*ABOUT THIS EXERCISE*. Starting with the first line and ending with the last, transcribe the data exactly.
══ GIVEN INFORMATION ══
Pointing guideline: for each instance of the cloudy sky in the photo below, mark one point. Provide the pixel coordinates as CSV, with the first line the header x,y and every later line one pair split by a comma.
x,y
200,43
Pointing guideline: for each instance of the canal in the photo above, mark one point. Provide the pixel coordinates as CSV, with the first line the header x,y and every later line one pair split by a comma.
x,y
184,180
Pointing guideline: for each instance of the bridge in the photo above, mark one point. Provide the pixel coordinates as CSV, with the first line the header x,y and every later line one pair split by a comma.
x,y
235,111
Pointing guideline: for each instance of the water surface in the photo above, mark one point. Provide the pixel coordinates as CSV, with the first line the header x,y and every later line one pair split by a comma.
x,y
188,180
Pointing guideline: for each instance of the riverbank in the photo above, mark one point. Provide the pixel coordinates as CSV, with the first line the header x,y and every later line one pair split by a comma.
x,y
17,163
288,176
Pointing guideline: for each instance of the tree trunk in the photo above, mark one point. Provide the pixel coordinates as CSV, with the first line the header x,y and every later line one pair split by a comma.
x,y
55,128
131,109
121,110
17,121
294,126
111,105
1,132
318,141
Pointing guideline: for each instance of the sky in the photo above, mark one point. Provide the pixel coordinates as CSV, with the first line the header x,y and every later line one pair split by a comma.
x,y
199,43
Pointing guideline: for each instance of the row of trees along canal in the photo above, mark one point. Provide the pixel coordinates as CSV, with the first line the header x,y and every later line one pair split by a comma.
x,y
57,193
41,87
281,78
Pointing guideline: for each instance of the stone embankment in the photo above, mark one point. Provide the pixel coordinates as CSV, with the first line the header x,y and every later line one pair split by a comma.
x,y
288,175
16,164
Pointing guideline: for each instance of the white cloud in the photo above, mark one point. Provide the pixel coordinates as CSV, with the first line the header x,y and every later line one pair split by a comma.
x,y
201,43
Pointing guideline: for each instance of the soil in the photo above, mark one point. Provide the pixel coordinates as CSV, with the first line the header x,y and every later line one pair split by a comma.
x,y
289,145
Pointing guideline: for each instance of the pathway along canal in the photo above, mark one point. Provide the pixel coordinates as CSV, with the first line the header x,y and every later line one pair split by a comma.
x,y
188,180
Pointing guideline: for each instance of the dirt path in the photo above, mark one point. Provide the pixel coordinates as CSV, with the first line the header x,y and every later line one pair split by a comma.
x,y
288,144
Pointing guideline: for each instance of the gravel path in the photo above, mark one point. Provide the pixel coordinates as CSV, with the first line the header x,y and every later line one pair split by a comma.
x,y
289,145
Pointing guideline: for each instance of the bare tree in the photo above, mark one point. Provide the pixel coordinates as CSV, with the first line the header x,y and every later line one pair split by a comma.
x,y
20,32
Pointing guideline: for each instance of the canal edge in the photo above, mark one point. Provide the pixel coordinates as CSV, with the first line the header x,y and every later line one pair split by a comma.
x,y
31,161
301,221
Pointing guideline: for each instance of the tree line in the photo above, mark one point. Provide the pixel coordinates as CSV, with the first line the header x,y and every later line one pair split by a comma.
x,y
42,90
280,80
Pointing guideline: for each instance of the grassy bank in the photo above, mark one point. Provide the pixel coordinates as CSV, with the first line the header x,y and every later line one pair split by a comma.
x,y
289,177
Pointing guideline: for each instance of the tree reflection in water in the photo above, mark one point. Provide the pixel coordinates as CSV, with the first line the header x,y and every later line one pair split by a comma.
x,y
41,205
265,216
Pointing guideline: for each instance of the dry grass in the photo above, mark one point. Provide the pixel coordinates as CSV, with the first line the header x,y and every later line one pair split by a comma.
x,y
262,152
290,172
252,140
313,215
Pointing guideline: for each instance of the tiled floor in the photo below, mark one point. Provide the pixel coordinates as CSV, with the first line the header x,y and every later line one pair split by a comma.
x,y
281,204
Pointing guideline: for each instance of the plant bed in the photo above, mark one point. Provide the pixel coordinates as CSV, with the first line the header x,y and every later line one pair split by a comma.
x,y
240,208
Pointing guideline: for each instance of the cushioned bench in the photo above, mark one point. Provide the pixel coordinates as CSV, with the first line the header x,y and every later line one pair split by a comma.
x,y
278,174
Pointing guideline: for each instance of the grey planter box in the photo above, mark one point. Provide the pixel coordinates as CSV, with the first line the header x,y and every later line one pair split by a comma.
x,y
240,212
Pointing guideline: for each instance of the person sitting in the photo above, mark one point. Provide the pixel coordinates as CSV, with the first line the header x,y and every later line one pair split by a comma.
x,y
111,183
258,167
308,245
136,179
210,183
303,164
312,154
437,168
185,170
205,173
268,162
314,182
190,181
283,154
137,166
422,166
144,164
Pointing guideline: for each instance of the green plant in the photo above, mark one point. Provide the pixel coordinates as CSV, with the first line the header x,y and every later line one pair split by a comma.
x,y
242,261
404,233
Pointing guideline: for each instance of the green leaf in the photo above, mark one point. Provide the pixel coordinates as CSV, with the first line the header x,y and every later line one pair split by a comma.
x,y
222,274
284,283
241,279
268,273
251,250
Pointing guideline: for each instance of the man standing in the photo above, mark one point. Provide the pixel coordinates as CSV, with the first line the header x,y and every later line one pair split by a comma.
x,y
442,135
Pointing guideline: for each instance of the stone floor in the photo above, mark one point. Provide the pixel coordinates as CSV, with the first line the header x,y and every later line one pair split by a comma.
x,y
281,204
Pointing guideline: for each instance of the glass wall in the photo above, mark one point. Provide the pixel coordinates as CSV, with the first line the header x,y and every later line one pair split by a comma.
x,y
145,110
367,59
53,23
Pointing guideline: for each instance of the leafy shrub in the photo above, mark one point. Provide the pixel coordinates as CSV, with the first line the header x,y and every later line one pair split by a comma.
═══
*EXERCISE ANSWER*.
Pointing guideline: for each instance of the cloudy sky in the photo below, mark one point. Provide the pixel coordinates as CSV, with the first line the header x,y and every later line one pair split by a comma.
x,y
200,43
Pointing guideline: for each instance of the canal in the photo above, mark one point. Provide the pixel coordinates as CSV, with the first line the header x,y and every later line one pair split by a comma.
x,y
184,180
Pointing guideline: for each instance of the bridge in the photo above, mark one point. Provide the pixel coordinates as CSV, with the first line the header x,y and every later line one pair split by a comma.
x,y
235,111
Pointing guideline: for each instance of the water surface in the photo above, mark one point. Provide the pixel coordinates as CSV, with the first line the header x,y and every later line one pair split by a comma.
x,y
188,180
Pointing guideline: for each instance of the riverbank in the photo above, mark one point. Provide the pixel coordinates as CSV, with the first line the header x,y and every later line one pair split by a comma.
x,y
17,163
288,176
Pointing guideline: for each instance of the tree trunk in the photo above, mark one point. Provide the pixel coordinates as CSV, with the first line the header x,y and every later line one pair split by a comma.
x,y
55,128
131,109
121,110
17,121
294,126
111,105
1,132
318,141
Pointing guideline: for each instance of the sky in the photo above, mark one point. Provide the pixel coordinates as CSV, with the first line the header x,y and every later line one pair split by a comma.
x,y
199,43
Pointing guideline: for each instance of the row of trees along canal in the photo above, mark one point. Provide the pixel coordinates as CSV, with the first line the header x,y and every later line one pair split by a comma.
x,y
57,193
41,87
281,78
Pointing guideline: for each instance of the stone embankment in the photo above, mark one point. Provide the pixel coordinates as CSV, with the first line the header x,y and every later line one pair split by a comma.
x,y
288,175
16,164
Pointing guideline: for each instance of the white cloud in the photo above, mark one point. Provide the pixel coordinates as CSV, with the first line the header x,y and every later line one pair split by a comma.
x,y
201,43
Pointing guideline: for each instance of the soil in the photo above, mark one point. Provide the pixel coordinates as CSV, with the first line the header x,y and every later line one pair split by a comma.
x,y
289,145
Pointing guideline: for each instance of the pathway along canal in the photo above, mark one point. Provide the pixel coordinates as CSV, with the first line the header x,y and every later line one pair split by a comma.
x,y
188,180
Pointing guideline: for each instance of the dirt path in the photo above, mark one point. Provide the pixel coordinates as CSV, with the first line the header x,y and every later line one pair split by a comma.
x,y
288,144
Pointing guideline: for each instance of the gravel path in the photo above, mark one point. Provide the pixel coordinates as CSV, with the first line the header x,y and every later line one pair split by a comma.
x,y
289,145
Pointing guideline: for each instance of the bare tree in the photo above, mark one point. Provide the pixel coordinates as CSV, with the first line the header x,y and every later line one pair split by a comma.
x,y
20,32
Pointing guideline: for each instance of the canal edge in the photo above, mark one point. Provide the pixel coordinates as CSV, with the first line the header x,y and every later line one pair split by a comma.
x,y
31,161
301,221
Pointing guideline: for each instance of the tree line in the photo above, mark one point. Provide the pixel coordinates as CSV, with the first line the header x,y and every later line one pair split by a comma.
x,y
42,90
280,80
Pointing guideline: for each instance of the grassy bank in the photo above, mark one point. Provide the pixel coordinates as CSV, with the first line the header x,y and every later line one pair split by a comma.
x,y
289,177
Pointing guideline: for each instance of the tree reflection in water in the photo above, mark one point. Provide the pixel coordinates as CSV, with the first line the header x,y and every later line one pair split by a comma.
x,y
41,205
265,216
Pointing guideline: for each instance of the dry grass in the photo above, mark one point. Provide the pixel coordinates as CSV, with the first line the header x,y and every later line one pair split by a comma.
x,y
262,152
290,172
252,140
313,215
Pointing guideline: for each instance of the tiled floor in the photo below, mark one point. Provide the pixel coordinates as CSV, with the first line the header x,y and every later line one pair split by a comma.
x,y
281,204
Pointing guideline: for each instance of the plant bed in the photo above, mark one point. Provide the pixel coordinates as CSV, with the first line the header x,y and every later line one pair split by a comma.
x,y
240,208
Pointing guideline: for each instance of the cushioned bench in the photo above, mark one point. Provide the pixel coordinates as CSV, with the first line the header x,y and every later line one pair split by a comma.
x,y
278,174
Pointing guideline: for each instance of the grey planter box in the photo above, mark one point. Provide the pixel coordinates as CSV, with the first line the header x,y and every later line one pair split by a comma.
x,y
240,212
Pointing guideline: for each instance of the person sitting in the photo above, mark one point. Provide the pixel coordinates as CSV, with the first line the header x,y and every later line one pair split by a comma.
x,y
111,183
258,167
308,245
136,179
210,183
303,164
312,154
437,168
185,170
205,173
268,162
314,182
190,181
283,154
137,166
422,166
144,164
Pointing guideline: for each instance of the green plant in the photo above, mark one point. Provide the pixel coordinates as CSV, with the first line the header x,y and every later line one pair split by a comma.
x,y
242,261
404,233
Pointing guideline: for each instance of the green leaf in the photo above, mark one point. Provide the pixel coordinates as CSV, with the first line the header x,y and every later line one pair split by a comma.
x,y
222,274
284,283
241,279
268,273
251,250
Pointing guideline: for each instance of the man standing in the photo above, mark one point. Provide the pixel coordinates as CSV, with the first line the header x,y and every later line one pair split by a comma.
x,y
442,135
Pointing guideline: for each instance of the stone floor in the photo above, mark one point. Provide the pixel coordinates as CSV, with the first line the header x,y and every later line one pair split by a comma.
x,y
281,204
Pointing guideline: for each instance of the glass wall in the photo above, mark one point. Provide the pixel coordinates as CSV, with the first line the header x,y and every later line one pair split by a comma.
x,y
145,110
367,59
53,23
Pointing guideline: for each instance of the leafy shrub in the photo above, mark one point. Provide the pixel coordinates as CSV, with the first line the header x,y and every later line one pair split by a comma.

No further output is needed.